• QUOTED TEXT:

Richard Biener July 15, 2024, 2:03 p.m. UTC | #1
On Sat, Jul 13, 2024 at 5:47 PM Feng Xue OS <fxue@os.amperecomputing.com> wrote:
>
> Vector stmts number of an operation is calculated based on output vectype.
> This is over-estimated for lane-reducing operation, which would cause vector
> def/use mismatched when we want to support loop reduction mixed with lane-
> reducing and normal operations. One solution is to refit lane-reducing
> to make it behave like a normal one, by adding new pass-through copies to
> fix possible def/use gap. And resultant superfluous statements could be
> optimized away after vectorization.  For example:
>
>   int sum = 1;
>   for (i)
>     {
>       sum += d0[i] * d1[i];      // dot-prod <vector(16) char>
>     }
>
>   The vector size is 128-bit,vectorization factor is 16.  Reduction
>   statements would be transformed as:
>
>   vector<4> int sum_v0 = { 0, 0, 0, 1 };
>   vector<4> int sum_v1 = { 0, 0, 0, 0 };
>   vector<4> int sum_v2 = { 0, 0, 0, 0 };
>   vector<4> int sum_v3 = { 0, 0, 0, 0 };
>
>   for (i / 16)
>     {
>       sum_v0 = DOT_PROD (d0_v0[i: 0 ~ 15], d1_v0[i: 0 ~ 15], sum_v0);
>       sum_v1 = sum_v1;  // copy
>       sum_v2 = sum_v2;  // copy
>       sum_v3 = sum_v3;  // copy
>     }
>
>   sum_v = sum_v0 + sum_v1 + sum_v2 + sum_v3;   // = sum_v0

OK.

Thanks,
Richard.

> Thanks,
> Feng
> ---
> gcc/
>         * tree-vect-loop.cc (vect_reduction_update_partial_vector_usage):
>         Calculate effective vector stmts number with generic
>         vect_get_num_copies.
>         (vect_transform_reduction): Insert copies for lane-reducing so as to
>         fix over-estimated vector stmts number.
>         (vect_transform_cycle_phi): Calculate vector PHI number only based on
>         output vectype.

• SUPPLIED ENTRIES:

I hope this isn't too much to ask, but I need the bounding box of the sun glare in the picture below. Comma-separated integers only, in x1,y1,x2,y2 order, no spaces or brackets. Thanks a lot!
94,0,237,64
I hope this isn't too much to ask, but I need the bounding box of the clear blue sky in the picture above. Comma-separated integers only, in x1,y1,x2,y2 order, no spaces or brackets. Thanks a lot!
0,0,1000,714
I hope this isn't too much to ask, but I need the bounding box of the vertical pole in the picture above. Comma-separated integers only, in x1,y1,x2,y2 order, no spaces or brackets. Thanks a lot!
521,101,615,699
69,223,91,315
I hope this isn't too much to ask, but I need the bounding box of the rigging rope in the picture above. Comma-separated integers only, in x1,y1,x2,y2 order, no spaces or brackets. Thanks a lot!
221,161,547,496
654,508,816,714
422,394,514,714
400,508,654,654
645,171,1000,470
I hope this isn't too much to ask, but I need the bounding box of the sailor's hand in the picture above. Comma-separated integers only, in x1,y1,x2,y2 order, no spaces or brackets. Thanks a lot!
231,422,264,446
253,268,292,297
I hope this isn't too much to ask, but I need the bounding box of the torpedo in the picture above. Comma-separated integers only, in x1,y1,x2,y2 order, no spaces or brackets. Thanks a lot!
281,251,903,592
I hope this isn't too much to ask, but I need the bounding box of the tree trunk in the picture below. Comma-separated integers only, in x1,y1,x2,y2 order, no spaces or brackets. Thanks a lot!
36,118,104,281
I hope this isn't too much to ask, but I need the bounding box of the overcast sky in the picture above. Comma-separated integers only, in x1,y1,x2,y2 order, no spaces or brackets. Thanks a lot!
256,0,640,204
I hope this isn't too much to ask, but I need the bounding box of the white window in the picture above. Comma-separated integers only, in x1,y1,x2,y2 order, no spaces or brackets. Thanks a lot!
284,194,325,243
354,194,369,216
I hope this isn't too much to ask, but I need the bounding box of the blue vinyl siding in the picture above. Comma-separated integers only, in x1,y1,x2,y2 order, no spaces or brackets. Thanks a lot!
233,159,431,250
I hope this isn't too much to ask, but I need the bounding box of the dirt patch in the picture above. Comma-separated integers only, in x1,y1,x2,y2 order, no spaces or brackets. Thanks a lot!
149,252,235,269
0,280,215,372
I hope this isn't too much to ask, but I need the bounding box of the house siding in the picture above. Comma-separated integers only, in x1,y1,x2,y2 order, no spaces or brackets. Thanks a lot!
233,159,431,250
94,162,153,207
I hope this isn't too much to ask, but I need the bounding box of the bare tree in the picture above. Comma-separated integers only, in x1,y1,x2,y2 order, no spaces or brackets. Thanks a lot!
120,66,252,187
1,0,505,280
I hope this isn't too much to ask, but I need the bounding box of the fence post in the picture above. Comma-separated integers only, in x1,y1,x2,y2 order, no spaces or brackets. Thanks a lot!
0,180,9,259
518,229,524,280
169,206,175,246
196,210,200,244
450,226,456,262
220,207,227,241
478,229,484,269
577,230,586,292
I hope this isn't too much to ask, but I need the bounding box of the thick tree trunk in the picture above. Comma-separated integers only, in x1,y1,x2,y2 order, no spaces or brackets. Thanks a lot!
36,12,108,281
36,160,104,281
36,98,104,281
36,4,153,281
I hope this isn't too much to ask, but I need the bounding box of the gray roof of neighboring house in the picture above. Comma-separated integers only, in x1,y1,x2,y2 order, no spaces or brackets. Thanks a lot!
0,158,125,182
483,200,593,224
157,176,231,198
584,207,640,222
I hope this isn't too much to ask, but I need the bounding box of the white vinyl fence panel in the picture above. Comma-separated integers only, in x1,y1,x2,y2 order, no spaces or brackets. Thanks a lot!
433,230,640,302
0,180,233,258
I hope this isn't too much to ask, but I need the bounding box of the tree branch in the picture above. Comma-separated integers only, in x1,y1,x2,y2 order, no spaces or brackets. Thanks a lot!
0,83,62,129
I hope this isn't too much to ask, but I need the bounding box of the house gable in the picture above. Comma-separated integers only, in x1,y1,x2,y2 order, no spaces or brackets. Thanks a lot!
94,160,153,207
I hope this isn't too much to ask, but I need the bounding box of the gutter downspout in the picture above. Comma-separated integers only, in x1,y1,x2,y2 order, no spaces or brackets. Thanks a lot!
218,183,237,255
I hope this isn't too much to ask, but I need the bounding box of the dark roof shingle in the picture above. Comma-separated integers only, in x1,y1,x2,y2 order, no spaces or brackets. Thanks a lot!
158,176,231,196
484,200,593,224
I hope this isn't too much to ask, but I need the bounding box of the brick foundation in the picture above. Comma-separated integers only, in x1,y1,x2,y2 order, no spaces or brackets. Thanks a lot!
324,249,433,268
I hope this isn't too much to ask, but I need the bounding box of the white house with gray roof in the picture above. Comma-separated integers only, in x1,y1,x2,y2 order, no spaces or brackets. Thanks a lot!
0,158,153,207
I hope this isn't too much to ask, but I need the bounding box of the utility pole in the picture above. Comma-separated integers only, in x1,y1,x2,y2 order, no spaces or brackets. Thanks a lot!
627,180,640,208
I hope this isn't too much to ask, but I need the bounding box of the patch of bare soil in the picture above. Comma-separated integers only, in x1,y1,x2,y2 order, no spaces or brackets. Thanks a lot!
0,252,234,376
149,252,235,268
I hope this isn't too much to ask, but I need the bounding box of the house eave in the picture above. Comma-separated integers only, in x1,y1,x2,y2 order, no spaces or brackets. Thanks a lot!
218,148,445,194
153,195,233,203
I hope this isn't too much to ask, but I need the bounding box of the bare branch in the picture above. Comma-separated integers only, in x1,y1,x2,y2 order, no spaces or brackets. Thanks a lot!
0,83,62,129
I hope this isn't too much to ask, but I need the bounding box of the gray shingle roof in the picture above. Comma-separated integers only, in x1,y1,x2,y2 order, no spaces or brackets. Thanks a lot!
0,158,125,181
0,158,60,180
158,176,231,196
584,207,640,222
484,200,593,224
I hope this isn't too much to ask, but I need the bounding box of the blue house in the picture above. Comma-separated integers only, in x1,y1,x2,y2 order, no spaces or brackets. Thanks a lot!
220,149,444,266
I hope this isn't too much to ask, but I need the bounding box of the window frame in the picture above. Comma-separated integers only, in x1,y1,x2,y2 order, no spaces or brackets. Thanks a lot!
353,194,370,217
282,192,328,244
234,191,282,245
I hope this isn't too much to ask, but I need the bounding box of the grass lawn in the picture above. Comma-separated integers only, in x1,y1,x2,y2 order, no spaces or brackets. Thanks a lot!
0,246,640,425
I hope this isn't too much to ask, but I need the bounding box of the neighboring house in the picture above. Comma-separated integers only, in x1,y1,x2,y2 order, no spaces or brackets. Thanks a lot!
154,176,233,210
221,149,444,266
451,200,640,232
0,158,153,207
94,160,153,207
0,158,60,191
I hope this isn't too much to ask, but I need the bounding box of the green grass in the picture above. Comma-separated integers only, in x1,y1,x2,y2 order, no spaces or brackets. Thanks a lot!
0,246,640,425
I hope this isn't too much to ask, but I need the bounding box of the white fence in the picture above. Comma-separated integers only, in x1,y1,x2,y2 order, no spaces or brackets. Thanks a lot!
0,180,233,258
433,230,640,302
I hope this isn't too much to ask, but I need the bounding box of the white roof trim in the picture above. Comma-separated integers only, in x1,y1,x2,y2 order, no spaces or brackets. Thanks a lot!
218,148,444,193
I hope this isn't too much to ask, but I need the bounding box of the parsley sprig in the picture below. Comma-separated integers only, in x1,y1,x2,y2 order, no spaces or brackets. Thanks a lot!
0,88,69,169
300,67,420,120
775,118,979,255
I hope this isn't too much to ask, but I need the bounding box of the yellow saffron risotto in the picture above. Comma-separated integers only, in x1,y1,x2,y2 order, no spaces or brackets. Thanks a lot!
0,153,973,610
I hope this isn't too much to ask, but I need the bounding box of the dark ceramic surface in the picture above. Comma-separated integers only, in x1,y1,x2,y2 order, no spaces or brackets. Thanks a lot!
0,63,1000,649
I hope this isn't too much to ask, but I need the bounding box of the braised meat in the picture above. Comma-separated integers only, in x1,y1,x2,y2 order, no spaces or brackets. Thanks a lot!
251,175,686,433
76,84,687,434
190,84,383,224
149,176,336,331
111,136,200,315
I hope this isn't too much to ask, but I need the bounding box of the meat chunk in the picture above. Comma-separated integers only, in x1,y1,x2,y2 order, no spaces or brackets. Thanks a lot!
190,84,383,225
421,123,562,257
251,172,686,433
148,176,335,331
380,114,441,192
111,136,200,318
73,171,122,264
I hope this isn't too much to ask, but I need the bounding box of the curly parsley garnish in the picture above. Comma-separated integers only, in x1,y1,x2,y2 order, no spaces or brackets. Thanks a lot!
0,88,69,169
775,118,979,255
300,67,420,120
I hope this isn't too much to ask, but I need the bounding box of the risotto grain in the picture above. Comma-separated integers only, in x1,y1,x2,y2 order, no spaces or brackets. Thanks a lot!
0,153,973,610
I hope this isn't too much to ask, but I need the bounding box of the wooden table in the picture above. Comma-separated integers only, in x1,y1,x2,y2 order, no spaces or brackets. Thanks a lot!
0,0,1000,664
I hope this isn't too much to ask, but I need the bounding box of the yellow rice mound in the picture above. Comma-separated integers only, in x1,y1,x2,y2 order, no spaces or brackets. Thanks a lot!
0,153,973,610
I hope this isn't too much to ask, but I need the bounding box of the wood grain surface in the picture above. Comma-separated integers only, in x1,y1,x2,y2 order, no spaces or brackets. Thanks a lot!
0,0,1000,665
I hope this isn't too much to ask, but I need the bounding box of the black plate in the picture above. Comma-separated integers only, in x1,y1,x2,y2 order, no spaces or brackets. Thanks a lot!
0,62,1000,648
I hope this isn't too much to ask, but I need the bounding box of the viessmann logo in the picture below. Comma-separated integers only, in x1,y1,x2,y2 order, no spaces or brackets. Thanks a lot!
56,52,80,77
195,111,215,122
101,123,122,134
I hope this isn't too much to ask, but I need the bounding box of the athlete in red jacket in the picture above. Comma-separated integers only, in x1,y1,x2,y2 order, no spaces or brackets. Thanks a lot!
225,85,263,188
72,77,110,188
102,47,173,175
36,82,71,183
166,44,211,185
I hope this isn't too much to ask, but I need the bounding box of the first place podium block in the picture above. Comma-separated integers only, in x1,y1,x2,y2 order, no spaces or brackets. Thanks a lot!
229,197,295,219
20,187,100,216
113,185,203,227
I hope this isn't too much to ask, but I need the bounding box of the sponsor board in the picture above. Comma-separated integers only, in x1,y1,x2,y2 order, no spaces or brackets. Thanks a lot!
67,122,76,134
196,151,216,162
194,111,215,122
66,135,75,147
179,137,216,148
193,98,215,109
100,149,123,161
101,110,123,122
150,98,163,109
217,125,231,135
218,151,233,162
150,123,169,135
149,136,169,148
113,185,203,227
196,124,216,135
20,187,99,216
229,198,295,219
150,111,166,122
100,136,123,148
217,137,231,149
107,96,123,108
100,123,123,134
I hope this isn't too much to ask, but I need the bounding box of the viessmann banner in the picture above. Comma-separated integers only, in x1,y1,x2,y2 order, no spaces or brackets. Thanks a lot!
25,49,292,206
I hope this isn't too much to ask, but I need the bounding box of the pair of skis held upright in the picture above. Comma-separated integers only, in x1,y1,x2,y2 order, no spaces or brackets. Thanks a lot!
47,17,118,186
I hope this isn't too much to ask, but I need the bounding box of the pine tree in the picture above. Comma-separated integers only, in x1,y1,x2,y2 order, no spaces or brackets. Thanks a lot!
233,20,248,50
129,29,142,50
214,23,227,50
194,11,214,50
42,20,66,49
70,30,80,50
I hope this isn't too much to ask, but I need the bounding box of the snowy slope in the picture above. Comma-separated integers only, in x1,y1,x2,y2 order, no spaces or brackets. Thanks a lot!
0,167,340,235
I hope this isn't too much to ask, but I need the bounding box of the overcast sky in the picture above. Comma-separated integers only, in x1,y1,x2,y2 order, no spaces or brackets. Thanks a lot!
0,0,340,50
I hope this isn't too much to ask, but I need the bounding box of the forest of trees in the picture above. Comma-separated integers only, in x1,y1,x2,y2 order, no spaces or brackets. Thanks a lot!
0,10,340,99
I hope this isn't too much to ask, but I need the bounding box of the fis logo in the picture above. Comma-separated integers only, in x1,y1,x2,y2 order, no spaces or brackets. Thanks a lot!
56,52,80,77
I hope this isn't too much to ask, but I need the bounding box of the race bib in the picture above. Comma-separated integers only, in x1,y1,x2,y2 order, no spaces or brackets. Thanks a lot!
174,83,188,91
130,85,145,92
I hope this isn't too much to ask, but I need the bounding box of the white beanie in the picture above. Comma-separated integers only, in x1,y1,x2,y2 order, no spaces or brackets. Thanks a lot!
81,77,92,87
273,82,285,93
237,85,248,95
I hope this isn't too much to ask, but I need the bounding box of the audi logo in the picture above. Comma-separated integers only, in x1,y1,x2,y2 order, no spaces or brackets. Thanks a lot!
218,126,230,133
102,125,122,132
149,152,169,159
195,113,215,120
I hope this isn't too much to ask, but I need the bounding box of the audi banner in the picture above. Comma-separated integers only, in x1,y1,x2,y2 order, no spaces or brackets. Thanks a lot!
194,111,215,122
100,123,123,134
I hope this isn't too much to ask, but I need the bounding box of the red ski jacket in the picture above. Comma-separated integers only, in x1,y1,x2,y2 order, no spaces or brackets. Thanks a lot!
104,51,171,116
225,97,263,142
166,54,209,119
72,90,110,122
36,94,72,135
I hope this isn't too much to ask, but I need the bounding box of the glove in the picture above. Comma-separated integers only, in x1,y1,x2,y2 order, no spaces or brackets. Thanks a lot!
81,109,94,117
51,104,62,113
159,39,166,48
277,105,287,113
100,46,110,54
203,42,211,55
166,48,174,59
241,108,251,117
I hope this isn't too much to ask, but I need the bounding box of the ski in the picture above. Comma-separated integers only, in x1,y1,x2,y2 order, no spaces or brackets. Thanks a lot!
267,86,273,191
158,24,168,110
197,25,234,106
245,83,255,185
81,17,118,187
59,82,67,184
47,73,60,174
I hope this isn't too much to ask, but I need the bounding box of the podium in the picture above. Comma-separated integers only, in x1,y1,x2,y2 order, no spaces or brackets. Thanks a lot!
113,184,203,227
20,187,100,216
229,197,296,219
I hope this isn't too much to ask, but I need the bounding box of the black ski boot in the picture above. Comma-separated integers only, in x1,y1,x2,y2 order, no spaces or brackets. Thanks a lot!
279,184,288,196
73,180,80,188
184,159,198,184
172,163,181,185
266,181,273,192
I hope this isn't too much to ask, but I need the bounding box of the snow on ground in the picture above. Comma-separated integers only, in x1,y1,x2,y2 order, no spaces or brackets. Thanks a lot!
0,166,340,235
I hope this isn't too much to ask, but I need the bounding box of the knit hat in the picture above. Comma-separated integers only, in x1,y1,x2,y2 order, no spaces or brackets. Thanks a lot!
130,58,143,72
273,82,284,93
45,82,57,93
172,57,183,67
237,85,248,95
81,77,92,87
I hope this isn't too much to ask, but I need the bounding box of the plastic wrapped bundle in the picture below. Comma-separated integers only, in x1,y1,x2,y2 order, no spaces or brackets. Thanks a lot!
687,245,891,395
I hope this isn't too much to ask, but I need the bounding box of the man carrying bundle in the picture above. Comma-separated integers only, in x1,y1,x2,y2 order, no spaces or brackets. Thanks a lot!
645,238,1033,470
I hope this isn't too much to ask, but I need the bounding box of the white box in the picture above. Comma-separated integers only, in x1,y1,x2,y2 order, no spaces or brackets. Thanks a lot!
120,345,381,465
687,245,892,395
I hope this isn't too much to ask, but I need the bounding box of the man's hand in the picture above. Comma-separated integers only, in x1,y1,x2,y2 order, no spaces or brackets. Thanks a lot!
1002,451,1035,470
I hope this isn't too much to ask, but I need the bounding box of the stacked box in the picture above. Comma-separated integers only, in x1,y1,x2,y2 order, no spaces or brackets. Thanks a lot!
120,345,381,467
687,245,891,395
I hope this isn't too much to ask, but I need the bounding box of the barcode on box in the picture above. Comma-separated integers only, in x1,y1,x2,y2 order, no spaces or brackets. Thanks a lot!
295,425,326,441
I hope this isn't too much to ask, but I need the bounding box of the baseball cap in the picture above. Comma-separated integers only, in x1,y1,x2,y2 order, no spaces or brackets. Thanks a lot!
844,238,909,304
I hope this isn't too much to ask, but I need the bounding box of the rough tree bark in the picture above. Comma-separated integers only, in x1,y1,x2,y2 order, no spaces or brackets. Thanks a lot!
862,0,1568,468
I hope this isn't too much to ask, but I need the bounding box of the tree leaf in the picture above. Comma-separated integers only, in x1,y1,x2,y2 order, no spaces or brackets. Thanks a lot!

• TASKS:
A. In the GCC vectorization patch review, what vector size and vectorization factor does the example use?
B. Pick up the GCC vectorization patch review at its last line and keep writing it.

• ANSWERS PER TASK:
A. The vector size is 128-bit and the vectorization factor is 16.

B.
>         * tree-vect-slp.cc (vect_slp_analyze_node_operations_1): Remove
>         adjustment on vector stmts number specific to slp reduction.
> ---
>  gcc/tree-vect-loop.cc | 134 +++++++++++++++++++++++++++++++++++-------
>  gcc/tree-vect-slp.cc  |  27 +++------
>  2 files changed, 121 insertions(+), 40 deletions(-)
>
> diff --git a/gcc/tree-vect-loop.cc b/gcc/tree-vect-loop.cc
> index a64b5082bd1..5ac83e76975 100644
> --- a/gcc/tree-vect-loop.cc
> +++ b/gcc/tree-vect-loop.cc
> @@ -7468,12 +7468,8 @@ vect_reduction_update_partial_vector_usage (loop_vec_info loop_vinfo,
>                         = get_masked_reduction_fn (reduc_fn, vectype_in);
>        vec_loop_masks *masks = &LOOP_VINFO_MASKS (loop_vinfo);
>        vec_loop_lens *lens = &LOOP_VINFO_LENS (loop_vinfo);
> -      unsigned nvectors;
> -
> -      if (slp_node)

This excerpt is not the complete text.